[Position identification records]
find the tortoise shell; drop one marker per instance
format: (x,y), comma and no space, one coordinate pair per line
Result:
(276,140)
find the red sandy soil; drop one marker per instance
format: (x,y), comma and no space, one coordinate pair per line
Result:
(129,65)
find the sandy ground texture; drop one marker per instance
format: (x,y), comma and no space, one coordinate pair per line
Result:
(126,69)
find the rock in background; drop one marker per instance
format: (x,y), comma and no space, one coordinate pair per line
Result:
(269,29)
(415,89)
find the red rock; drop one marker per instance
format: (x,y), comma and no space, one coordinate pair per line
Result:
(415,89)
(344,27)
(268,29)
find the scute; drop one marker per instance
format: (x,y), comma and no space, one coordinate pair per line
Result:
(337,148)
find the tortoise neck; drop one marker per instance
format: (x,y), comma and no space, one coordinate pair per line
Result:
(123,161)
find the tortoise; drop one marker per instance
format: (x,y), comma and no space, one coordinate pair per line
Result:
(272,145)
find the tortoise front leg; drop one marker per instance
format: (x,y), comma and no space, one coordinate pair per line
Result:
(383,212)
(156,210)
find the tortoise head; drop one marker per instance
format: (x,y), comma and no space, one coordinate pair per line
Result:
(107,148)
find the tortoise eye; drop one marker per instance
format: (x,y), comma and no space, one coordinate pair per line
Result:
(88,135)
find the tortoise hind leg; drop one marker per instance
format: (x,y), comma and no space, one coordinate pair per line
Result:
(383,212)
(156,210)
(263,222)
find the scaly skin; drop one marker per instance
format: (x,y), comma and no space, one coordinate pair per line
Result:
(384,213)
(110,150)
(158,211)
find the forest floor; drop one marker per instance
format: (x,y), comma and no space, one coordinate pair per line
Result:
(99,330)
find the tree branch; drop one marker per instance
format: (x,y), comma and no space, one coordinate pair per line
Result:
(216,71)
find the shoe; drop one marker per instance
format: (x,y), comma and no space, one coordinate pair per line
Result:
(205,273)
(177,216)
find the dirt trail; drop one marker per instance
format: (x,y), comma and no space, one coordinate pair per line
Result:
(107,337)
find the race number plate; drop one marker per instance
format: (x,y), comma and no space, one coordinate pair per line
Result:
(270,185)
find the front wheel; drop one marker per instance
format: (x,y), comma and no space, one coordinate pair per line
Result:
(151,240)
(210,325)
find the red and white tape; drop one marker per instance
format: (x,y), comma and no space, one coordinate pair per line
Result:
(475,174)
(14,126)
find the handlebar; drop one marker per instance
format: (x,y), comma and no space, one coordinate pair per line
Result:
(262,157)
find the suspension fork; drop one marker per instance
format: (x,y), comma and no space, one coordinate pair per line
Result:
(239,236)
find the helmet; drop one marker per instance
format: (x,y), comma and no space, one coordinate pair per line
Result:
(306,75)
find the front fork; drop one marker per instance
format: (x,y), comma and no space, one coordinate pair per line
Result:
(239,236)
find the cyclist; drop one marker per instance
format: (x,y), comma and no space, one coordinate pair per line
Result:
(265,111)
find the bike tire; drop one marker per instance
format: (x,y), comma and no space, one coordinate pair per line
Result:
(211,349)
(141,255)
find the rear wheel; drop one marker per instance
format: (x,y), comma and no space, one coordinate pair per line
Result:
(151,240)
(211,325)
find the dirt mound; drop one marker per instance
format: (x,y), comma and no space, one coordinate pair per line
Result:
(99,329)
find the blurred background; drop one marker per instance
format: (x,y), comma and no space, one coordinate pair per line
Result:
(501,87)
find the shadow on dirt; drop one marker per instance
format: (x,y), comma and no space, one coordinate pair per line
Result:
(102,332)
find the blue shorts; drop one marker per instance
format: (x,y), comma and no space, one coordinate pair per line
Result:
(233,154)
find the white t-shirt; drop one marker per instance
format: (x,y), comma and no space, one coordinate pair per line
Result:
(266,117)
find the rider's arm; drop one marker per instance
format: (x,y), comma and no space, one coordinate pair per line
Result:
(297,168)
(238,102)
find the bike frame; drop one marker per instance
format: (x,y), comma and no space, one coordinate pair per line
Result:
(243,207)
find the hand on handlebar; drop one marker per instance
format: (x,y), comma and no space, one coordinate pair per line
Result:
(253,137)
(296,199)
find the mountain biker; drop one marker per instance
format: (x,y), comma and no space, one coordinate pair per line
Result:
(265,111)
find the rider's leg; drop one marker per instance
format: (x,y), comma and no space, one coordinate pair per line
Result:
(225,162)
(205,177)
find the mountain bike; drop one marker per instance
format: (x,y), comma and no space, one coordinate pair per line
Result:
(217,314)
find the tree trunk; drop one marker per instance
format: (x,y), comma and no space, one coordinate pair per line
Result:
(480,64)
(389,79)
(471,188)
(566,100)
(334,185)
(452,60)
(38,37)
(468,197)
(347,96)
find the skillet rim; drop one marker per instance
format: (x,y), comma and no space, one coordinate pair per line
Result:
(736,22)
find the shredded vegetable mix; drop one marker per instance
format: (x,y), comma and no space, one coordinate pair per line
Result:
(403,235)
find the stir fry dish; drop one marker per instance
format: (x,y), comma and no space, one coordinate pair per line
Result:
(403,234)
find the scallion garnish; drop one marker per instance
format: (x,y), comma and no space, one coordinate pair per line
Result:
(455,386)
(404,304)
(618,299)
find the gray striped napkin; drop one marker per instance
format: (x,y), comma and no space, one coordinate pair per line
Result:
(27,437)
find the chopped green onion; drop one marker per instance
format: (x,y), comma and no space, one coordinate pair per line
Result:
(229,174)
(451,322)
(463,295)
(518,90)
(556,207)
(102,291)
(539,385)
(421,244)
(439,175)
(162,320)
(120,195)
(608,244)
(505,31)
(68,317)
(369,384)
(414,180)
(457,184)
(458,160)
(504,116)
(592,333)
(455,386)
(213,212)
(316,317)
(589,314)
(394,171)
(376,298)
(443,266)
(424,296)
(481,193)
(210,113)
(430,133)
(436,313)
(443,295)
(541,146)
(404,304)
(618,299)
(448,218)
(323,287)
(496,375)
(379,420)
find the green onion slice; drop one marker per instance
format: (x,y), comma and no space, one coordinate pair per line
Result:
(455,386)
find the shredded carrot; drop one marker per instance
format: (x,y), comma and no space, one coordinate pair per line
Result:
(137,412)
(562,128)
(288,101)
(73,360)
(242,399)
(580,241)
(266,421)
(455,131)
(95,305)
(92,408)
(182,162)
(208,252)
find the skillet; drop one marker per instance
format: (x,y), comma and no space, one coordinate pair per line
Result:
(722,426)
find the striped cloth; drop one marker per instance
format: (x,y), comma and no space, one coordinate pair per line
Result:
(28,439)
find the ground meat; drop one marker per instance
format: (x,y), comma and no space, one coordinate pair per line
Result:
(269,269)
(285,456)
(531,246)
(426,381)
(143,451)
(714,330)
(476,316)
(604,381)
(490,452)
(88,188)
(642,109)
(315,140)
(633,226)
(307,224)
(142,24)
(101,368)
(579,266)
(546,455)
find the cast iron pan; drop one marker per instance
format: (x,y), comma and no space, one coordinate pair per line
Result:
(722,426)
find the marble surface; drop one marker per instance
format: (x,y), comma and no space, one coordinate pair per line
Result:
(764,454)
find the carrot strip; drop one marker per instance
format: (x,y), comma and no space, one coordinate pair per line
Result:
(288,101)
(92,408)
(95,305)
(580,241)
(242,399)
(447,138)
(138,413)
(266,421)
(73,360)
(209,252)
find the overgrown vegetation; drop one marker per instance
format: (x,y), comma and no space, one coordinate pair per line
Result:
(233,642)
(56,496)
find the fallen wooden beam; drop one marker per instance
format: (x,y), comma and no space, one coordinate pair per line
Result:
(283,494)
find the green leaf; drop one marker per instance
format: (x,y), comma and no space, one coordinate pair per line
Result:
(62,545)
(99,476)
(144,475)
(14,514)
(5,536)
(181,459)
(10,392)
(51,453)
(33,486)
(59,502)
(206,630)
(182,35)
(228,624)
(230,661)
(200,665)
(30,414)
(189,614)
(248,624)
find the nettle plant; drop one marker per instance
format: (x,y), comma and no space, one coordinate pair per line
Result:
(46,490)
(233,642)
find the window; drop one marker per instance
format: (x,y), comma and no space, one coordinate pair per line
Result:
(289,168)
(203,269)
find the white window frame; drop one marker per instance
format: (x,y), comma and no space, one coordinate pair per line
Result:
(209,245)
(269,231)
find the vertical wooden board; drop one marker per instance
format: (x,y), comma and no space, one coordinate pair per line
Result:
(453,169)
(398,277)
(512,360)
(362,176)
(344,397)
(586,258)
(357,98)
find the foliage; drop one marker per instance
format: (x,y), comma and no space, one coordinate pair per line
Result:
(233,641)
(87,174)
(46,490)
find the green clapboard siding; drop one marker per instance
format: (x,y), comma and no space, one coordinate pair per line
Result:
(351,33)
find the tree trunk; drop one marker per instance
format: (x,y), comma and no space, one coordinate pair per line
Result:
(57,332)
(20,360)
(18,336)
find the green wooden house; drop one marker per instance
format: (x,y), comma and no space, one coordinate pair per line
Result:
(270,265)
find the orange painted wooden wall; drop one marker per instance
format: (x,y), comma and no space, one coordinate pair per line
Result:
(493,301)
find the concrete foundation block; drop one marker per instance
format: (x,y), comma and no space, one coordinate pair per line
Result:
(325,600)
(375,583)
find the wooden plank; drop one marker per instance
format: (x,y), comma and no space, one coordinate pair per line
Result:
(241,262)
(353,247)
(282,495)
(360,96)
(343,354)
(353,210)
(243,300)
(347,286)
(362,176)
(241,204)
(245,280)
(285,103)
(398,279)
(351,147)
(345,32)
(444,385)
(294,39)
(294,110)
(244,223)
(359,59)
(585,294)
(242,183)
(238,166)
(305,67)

▶ _AIM_
All lines from the one containing "find the green wooden" through the final line of the listing above are to be reproduced exactly; include both and add nothing.

▶ _SOLUTION TO THIS EXERCISE_
find the green wooden house; drop one marker per instance
format: (x,y), comma and no space, one coordinate pair per line
Result:
(270,265)
find the orange painted wooden wall; drop one marker per instance
format: (x,y), comma and no space, one coordinate pair per line
Result:
(493,301)
find the concrete foundation block; drop one marker per instance
format: (x,y), comma and no space, one coordinate pair per line
Result:
(325,600)
(375,583)
find the wooden plank; drop one marker per instance
format: (x,y), comma and no space, one coordinate pair per line
Result:
(241,262)
(353,247)
(282,495)
(360,96)
(343,354)
(353,210)
(243,300)
(347,286)
(362,176)
(241,204)
(245,280)
(285,103)
(398,279)
(351,147)
(345,32)
(444,385)
(294,39)
(294,110)
(244,223)
(359,59)
(585,294)
(242,183)
(238,166)
(305,67)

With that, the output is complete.